▸ Exercise
Your answer is every line of the material below in which the string "hand" occurs.

▸ Data records

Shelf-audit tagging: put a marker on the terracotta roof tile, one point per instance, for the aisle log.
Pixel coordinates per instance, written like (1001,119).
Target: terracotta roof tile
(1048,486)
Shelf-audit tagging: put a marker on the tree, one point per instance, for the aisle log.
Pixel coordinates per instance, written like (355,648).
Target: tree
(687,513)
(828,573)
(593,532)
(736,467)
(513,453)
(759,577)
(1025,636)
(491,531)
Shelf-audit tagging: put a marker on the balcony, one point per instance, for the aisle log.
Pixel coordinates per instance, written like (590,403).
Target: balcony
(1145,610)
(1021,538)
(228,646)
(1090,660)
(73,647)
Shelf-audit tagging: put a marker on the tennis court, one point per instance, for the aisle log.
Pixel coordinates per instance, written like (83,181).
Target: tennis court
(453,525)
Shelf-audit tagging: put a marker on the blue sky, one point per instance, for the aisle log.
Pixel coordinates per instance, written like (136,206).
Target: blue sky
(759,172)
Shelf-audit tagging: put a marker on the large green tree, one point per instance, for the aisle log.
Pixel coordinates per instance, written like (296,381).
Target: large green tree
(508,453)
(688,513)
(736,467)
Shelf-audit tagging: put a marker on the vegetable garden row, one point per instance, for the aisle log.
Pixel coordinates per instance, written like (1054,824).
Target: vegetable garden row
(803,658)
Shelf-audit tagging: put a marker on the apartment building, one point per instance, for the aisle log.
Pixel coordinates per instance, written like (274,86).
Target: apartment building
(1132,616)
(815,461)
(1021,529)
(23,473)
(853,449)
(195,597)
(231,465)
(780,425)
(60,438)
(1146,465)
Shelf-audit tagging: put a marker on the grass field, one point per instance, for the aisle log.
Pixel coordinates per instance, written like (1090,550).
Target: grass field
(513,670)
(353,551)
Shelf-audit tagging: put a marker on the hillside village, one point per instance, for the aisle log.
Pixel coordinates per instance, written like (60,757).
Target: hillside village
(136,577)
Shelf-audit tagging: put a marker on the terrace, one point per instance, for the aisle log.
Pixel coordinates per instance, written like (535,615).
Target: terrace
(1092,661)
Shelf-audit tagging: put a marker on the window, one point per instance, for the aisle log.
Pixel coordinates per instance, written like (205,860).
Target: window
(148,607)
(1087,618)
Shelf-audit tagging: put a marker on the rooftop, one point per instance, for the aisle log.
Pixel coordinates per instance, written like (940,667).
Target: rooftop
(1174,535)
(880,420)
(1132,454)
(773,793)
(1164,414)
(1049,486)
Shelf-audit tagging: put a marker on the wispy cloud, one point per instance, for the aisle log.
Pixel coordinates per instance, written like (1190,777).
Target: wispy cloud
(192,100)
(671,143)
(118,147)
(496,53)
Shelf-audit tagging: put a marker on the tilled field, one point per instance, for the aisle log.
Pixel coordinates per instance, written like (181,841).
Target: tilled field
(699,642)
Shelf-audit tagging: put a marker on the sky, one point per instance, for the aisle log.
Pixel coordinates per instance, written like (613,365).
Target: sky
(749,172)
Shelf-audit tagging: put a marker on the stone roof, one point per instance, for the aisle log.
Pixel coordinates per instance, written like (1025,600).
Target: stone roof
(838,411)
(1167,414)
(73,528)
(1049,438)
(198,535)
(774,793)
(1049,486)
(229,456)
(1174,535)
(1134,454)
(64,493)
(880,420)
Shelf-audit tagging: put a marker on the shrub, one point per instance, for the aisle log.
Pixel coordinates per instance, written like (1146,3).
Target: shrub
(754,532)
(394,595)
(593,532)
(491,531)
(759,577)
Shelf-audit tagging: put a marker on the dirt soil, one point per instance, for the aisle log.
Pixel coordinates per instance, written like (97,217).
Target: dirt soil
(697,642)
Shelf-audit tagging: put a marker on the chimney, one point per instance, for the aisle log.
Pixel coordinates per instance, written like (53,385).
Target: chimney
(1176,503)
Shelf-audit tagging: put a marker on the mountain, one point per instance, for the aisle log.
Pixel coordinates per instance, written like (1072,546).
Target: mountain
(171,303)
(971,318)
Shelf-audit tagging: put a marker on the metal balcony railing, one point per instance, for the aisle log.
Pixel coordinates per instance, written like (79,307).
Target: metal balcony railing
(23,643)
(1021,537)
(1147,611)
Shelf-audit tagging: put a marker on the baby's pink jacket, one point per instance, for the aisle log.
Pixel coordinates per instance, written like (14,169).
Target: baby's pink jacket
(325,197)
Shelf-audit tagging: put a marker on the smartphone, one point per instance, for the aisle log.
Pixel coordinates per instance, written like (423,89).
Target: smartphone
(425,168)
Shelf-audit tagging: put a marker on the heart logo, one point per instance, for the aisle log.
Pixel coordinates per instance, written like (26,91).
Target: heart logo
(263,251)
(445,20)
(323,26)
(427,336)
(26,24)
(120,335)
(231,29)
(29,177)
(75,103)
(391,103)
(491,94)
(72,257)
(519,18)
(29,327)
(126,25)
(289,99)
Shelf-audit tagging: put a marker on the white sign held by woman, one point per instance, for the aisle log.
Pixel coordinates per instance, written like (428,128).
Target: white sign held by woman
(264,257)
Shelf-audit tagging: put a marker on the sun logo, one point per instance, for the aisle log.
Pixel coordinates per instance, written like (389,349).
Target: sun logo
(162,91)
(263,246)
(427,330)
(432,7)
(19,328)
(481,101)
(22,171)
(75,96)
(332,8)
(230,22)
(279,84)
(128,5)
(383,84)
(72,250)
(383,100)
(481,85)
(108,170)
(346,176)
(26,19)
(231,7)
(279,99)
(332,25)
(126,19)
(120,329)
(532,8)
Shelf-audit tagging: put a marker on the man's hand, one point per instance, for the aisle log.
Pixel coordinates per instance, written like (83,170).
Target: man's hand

▸ Solution for this problem
Shelf-audit tagging: put a marker on the man's hand, one point per instance, for the aisle log.
Target: man's hand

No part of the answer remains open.